TASK TO COMPLETE: The output must be the data, printed exactly as written.

SOURCE MATERIAL:
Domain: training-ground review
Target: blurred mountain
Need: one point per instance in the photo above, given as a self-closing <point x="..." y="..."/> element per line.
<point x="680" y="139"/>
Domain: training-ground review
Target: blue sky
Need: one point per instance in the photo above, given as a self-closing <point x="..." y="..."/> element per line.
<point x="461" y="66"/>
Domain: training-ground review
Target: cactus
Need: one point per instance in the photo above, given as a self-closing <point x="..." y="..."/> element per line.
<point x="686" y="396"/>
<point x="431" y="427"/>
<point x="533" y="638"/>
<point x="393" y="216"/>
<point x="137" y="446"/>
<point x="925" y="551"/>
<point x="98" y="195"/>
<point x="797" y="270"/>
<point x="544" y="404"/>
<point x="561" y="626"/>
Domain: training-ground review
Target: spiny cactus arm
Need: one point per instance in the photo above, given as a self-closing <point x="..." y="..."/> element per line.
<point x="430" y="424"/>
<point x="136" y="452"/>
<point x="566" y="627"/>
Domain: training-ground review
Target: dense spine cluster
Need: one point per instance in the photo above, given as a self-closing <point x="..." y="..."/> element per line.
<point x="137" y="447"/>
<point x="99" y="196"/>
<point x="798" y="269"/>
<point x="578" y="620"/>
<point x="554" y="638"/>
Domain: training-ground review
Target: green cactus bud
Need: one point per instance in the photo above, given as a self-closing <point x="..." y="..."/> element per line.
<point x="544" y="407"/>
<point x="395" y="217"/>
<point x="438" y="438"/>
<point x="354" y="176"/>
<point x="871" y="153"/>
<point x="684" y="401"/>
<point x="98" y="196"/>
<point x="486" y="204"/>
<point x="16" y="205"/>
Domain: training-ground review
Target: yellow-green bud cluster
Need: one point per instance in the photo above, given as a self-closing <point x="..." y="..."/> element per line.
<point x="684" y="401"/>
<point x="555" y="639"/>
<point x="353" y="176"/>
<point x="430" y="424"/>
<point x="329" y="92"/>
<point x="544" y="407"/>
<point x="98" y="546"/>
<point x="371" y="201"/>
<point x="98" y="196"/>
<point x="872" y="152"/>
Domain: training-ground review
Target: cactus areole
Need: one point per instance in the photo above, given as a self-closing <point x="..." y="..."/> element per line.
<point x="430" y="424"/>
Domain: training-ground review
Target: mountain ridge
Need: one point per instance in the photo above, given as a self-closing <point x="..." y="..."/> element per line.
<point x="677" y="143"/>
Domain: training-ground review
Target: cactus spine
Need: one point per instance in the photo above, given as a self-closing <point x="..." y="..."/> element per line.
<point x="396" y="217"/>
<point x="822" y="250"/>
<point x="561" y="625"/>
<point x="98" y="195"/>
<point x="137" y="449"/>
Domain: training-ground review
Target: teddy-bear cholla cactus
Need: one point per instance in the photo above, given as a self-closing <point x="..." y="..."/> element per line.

TASK RESPONSE:
Domain: training-ground review
Target: blurred mountain
Need: one point per instance in the photo above, given as a self-closing <point x="..." y="..."/> element per line.
<point x="680" y="139"/>
Domain: training-ground review
Target: blue sky
Need: one point per instance in the photo above, given as a self-closing <point x="..." y="..."/> element per line.
<point x="461" y="66"/>
Domain: training-ground review
Target: cactus
Need: one point per instance in the photo above, given as a self-closing <point x="..." y="..."/> element per line.
<point x="686" y="396"/>
<point x="431" y="427"/>
<point x="533" y="638"/>
<point x="393" y="216"/>
<point x="137" y="446"/>
<point x="925" y="551"/>
<point x="98" y="195"/>
<point x="797" y="270"/>
<point x="544" y="404"/>
<point x="561" y="626"/>
Domain: training-ground review
Target: spiny cactus arm
Need: one point per instance in the photo above, given as a self-closing <point x="..." y="..."/> element per line.
<point x="430" y="424"/>
<point x="136" y="452"/>
<point x="566" y="627"/>
Domain: training-ground review
Target: dense spine cluster
Need: one point per instance in the photo above, given as a self-closing <point x="..." y="..."/> element per line.
<point x="137" y="447"/>
<point x="99" y="196"/>
<point x="798" y="269"/>
<point x="578" y="620"/>
<point x="554" y="638"/>
Domain: training-ground review
Target: green cactus bud
Need: one point per instance in the photo above, given as a self-closing <point x="..." y="..."/> element per line.
<point x="544" y="407"/>
<point x="395" y="217"/>
<point x="438" y="438"/>
<point x="354" y="176"/>
<point x="871" y="153"/>
<point x="684" y="401"/>
<point x="98" y="196"/>
<point x="486" y="204"/>
<point x="16" y="205"/>
Domain: training-ground review
Target: yellow-green bud cluster
Need: one point per instance in the photo above, given as a self-closing <point x="..." y="..."/> element per line.
<point x="684" y="401"/>
<point x="555" y="639"/>
<point x="353" y="176"/>
<point x="430" y="424"/>
<point x="329" y="92"/>
<point x="544" y="407"/>
<point x="98" y="546"/>
<point x="371" y="201"/>
<point x="98" y="196"/>
<point x="872" y="152"/>
Domain: training-ground review
Target: cactus areole
Need: one point per instance in the photo above, given as a self-closing <point x="..." y="..."/> element per line.
<point x="430" y="424"/>
Domain: training-ground review
Target: mountain ridge
Need: one point per instance in the photo above, given as a self-closing <point x="..." y="..."/> element per line.
<point x="677" y="143"/>
Domain: training-ground review
Target: cactus spine
Need: one point per instance in the photo above, given as a self-closing <point x="..." y="..."/> element per line.
<point x="396" y="217"/>
<point x="822" y="250"/>
<point x="561" y="625"/>
<point x="98" y="195"/>
<point x="137" y="449"/>
Domain: training-ground review
Target: teddy-bear cholla cactus
Need: one point per instance in the photo above, given as a self-closing <point x="..." y="..."/> element per line.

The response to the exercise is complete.